**** Data for processing ****

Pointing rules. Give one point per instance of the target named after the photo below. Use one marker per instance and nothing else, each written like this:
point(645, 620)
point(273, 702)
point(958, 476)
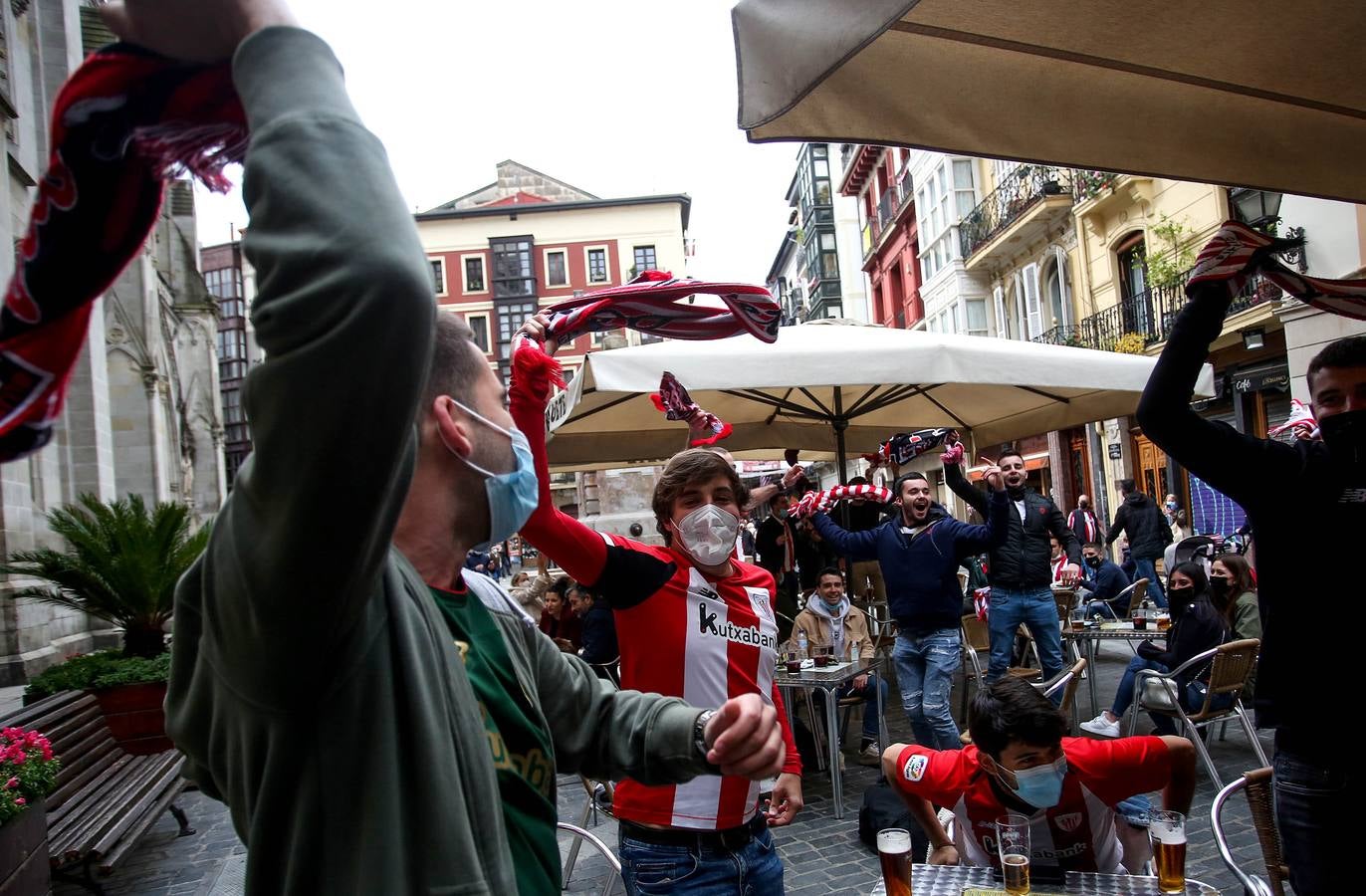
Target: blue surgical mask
point(1041, 786)
point(513, 496)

****

- _What is required_: Rewrite the rows above, replacing "instance" with "occurrence" and leaving everything else unchanged. Omit the pictures.

- _Answer to this exercise_:
Pointing rules. Give one point per occurrence of the target named after the photo below. Use one marker per occurrence and nothing else, each written like this:
point(645, 620)
point(273, 702)
point(958, 476)
Target: blue surgical mask
point(1041, 786)
point(513, 496)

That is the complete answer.